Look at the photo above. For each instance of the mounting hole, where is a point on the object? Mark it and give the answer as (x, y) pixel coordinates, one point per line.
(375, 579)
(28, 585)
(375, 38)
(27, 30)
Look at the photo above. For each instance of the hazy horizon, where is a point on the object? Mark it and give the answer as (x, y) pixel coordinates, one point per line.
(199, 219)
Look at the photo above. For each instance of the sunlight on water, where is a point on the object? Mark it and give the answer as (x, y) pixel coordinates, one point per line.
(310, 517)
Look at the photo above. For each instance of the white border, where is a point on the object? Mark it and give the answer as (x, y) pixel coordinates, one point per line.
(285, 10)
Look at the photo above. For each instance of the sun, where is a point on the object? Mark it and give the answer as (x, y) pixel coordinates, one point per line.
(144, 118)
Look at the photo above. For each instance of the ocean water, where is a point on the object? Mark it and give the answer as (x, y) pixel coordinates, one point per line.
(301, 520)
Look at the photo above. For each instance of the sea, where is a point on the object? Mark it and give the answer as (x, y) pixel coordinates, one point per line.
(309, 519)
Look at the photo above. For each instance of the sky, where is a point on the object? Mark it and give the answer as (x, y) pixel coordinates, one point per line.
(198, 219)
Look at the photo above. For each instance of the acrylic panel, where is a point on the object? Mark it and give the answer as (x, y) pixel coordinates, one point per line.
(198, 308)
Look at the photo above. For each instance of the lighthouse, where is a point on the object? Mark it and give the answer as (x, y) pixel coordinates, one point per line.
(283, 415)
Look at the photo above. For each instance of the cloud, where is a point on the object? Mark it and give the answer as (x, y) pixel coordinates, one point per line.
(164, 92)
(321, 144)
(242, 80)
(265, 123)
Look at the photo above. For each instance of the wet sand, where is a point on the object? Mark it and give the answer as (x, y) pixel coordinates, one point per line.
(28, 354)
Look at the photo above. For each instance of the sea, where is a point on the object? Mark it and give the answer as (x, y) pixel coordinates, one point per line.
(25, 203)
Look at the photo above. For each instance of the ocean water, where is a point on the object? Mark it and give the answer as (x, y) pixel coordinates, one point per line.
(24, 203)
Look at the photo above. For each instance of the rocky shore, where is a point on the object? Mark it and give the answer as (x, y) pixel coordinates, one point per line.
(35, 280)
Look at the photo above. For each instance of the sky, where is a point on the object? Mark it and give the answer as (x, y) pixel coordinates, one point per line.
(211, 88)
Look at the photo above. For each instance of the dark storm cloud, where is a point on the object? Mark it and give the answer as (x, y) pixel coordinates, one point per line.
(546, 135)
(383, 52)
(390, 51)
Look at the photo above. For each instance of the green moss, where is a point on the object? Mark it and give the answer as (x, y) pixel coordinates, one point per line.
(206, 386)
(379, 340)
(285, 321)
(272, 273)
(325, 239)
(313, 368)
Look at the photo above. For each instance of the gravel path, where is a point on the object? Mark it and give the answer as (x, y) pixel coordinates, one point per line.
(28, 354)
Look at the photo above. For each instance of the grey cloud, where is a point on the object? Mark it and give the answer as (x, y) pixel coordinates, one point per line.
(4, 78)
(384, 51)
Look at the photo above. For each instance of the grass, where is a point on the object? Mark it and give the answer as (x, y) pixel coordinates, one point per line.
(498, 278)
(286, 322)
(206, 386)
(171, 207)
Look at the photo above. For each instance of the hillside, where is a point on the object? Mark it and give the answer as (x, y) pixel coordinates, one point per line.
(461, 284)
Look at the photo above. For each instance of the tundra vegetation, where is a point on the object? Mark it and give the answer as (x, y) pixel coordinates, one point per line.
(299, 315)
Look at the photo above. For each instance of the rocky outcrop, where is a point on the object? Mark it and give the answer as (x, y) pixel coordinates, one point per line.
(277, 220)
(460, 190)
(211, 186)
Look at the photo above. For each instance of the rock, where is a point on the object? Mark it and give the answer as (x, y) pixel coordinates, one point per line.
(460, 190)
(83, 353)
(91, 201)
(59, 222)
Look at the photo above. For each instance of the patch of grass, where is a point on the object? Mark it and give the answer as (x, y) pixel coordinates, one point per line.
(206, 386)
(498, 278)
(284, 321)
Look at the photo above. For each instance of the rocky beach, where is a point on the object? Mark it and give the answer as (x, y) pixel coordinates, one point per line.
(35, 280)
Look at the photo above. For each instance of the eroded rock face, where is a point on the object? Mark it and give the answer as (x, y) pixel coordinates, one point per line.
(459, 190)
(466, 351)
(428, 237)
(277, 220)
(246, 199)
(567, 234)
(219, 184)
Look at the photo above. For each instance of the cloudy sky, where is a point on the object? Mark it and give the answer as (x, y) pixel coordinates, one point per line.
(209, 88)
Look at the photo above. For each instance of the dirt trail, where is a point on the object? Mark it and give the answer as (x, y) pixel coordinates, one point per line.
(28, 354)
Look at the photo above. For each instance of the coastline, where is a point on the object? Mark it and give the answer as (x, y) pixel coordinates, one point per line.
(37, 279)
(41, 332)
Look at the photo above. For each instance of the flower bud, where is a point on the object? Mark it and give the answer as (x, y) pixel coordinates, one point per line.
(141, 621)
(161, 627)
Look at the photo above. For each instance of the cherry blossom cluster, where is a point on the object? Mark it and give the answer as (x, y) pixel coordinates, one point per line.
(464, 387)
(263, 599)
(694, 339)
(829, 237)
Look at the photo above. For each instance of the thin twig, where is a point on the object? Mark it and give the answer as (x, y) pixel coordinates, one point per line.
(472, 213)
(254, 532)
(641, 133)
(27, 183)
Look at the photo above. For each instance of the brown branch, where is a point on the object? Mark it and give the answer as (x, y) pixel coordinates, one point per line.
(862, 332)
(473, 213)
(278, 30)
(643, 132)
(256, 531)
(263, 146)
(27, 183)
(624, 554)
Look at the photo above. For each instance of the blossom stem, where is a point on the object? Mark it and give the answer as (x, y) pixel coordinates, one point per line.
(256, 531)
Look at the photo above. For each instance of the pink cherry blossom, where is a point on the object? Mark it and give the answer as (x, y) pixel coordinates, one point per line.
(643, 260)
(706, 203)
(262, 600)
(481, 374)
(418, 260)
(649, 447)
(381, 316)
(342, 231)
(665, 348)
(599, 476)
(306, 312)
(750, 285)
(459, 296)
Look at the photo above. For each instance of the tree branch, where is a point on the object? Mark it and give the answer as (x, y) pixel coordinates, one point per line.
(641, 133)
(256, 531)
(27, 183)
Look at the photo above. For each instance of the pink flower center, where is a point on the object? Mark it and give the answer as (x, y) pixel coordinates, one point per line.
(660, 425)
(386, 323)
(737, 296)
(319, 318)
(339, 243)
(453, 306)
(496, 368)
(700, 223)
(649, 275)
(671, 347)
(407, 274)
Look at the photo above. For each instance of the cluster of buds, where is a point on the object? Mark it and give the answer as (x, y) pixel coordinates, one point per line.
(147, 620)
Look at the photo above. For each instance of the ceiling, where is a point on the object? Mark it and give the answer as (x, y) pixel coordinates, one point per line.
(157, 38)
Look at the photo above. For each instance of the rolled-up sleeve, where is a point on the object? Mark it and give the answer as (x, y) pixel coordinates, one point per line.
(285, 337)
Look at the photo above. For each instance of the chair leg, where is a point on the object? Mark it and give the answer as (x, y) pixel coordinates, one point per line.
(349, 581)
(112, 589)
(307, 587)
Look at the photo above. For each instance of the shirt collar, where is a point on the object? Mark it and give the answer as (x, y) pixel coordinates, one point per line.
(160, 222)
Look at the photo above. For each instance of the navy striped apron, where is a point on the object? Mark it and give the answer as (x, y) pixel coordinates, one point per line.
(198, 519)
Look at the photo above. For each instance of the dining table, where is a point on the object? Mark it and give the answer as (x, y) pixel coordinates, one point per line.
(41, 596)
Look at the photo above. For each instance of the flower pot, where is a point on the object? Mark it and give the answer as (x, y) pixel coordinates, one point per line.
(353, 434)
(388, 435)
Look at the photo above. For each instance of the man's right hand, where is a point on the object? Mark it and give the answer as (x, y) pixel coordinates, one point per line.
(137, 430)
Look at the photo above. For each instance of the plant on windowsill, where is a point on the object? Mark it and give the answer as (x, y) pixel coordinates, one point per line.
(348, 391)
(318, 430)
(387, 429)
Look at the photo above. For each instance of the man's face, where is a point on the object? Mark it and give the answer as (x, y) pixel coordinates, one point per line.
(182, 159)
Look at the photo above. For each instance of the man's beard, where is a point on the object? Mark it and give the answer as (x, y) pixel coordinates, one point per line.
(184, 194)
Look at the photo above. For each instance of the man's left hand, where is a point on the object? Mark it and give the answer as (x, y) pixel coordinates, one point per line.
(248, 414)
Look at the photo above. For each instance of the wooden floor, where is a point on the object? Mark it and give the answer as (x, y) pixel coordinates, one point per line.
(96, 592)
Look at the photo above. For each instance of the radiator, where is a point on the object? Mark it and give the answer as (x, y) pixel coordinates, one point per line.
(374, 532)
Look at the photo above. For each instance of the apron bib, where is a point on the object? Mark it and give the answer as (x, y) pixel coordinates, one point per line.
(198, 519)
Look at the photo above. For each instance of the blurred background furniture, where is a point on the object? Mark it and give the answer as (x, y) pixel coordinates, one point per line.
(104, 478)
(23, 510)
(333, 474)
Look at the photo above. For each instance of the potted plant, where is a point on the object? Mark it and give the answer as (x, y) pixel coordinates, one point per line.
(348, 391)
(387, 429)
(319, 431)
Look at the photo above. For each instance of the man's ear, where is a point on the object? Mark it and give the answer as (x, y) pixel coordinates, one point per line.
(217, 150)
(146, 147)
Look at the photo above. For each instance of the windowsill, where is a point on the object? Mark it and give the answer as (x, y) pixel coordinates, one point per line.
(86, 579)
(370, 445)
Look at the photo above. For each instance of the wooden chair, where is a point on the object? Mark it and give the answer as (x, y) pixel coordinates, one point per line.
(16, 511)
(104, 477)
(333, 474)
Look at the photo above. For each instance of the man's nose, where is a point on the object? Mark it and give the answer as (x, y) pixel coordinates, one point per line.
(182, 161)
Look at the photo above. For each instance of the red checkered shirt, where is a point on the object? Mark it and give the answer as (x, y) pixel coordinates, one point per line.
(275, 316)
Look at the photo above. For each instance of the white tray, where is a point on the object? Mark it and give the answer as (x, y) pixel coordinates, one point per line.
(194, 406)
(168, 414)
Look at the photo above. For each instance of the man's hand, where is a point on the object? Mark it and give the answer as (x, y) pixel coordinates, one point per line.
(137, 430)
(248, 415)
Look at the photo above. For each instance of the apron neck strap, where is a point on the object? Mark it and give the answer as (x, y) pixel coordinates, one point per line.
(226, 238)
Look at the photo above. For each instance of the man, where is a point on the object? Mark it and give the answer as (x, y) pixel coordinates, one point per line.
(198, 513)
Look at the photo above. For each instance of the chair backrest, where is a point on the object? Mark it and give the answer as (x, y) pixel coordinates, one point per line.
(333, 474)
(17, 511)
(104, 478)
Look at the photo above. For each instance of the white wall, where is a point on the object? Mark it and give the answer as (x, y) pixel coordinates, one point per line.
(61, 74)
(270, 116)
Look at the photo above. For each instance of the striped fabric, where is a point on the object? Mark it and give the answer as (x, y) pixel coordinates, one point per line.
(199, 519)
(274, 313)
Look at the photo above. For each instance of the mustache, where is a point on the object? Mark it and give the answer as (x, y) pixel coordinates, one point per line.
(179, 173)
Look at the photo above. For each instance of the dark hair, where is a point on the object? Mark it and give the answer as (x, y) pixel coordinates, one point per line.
§
• [Objective]
Take the lines from the one containing "man's hand, where" to the last line of the material above and write them out exactly.

• [Complete output]
Look at the photo above. For each instance of the man's hand, where is a point on the object? Mark it and give the answer as (x, y) pixel coordinates, one point per line.
(137, 430)
(248, 415)
Look at the photo above. For each instance of the apron neck strap, where is a point on the object? Mark it and give the answer as (x, y) pixel coordinates, one point per line.
(226, 238)
Look at the photo above. For each instance of the man, where is a point on the object? Mark it and give the answer as (x, y) pixel coordinates, one point per line.
(198, 513)
Look at the photo above. For each instance of the chair backrest, where is a point on the object? Mark it and give the answer as (x, y) pixel coordinates, one point per line.
(333, 474)
(17, 511)
(104, 478)
Look at the photo above. For each instance of the white wall, where is a point on the object? Mark it and give the answer as (x, y) pixel coordinates, one point per line.
(61, 74)
(270, 116)
Look at the photo above. For each instance of the striped fabric, where is a point on the object? Mark it and give the answer as (x, y) pixel coordinates, one point per line.
(199, 519)
(274, 313)
Look at the photo above. For each instance of the mustache, where is a point on the object? Mark it and give the answer as (x, y) pixel coordinates, one point per line.
(179, 173)
Look at the photo above. For each instance of the dark hair, where is a point on the object? Mark it and give the answer as (x, y) pixel coordinates, one point per line.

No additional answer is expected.